- [Brano]:
Donald Trump (foto LaPresse)

Perché il porno-dossier contro Trump è una bufala

Daniele Raineri

Un esperto di intelligence russa spiega i punti poco credibili del documento devastante fatto circolare martedì sera 

Mark Galeotti è un professore inglese specializzato in sicurezza, intelligence e crimine in Russia, ha una posizione equilibrata – non è l’ennesimo adepto del culto di Vladimir Putin, anzi è critico, ma quando argomenta lo fa con prove e fonti e non a vanvera – e ieri notte è stato uno dei primi a scrivere un’analisi molto scettica del dossier di 35 pagine contro Donald Trump. Il documento contiene alcune accuse brutali che si possono riassumere così. Uno, la Russia ha collezionato materiale compromettente contro Trump per poi ricattarlo e danneggiarlo in modo grave se necessario, una pratica molto usata chiamata kompromat (un esempio classico e reale di kompromat: l’intelligence russa può depositare materiale pedopornografico nella memoria del computer di un oppositore politico e poi denunciarlo alla polizia). Nel caso di Trump, i russi avrebbero piazzato telecamere nella sua stanza d’albergo durante un viaggio a Mosca nel 2013 e lo avrebbero filmato mentre chiedeva ad alcune prostitute russe una pratica sessuale chiamata “pioggia dorata” – nel caso specifico la richiesta del magnate alle donne fu fatta per soddisfare il desiderio di assistere a un gesto oltraggioso e simbolico contro il letto della stessa stanza d’albergo che aveva ospitato la coppia presidenziale Michelle e Barack Obama (non c’è alcuna prova che sia successo davvero, ma chi ha scritto questo kompromat sapeva che avrebbe fatto il giro del mondo via internet).

- [Compito assegnato a]:
Elenca tutte le persone chiamate per nome nel brano sul dossier contro Trump.
I record qui sotto non c'entrano niente con il brano.

- [Materiale fornito]:
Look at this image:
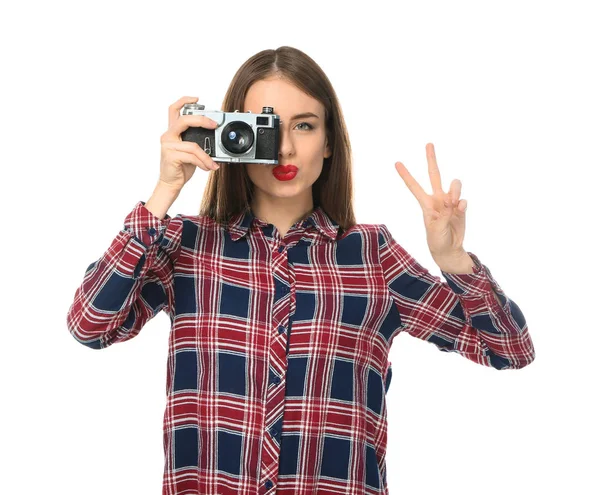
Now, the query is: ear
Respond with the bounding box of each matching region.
[323,140,333,158]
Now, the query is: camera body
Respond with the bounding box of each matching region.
[181,103,280,164]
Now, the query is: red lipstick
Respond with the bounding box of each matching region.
[272,163,298,180]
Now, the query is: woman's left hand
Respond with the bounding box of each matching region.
[396,143,467,264]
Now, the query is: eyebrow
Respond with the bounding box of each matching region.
[291,112,319,120]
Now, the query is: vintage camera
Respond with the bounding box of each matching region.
[181,103,280,164]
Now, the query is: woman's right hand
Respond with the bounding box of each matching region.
[159,96,219,191]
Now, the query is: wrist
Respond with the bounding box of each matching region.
[434,250,475,274]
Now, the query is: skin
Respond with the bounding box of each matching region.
[395,143,469,269]
[244,77,331,238]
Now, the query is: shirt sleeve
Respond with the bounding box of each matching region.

- [Compito assegnato b]:
Trasforma in un CSV a due colonne, "richiesta" e "risposta", i record dall'inizio fino alla riga che contiene "[272,163,298,180]", inclusa, con una riga per ogni richiesta e ciascun campo tra virgolette e con gli a capo sostituiti da spazi. Lascia fuori le immagini.

- [Risposta completa a]:
Donald Trump
Daniele Raineri
Mark Galeotti
Vladimir Putin
Michelle Obama
Barack Obama

- [Risposta completa b]:
richiesta,risposta
"Look at this image: Now, the query is: ear Respond with the bounding box of each matching region.","[323,140,333,158]"
"Now, the query is: camera body Respond with the bounding box of each matching region.","[181,103,280,164]"
"Now, the query is: red lipstick Respond with the bounding box of each matching region.","[272,163,298,180]"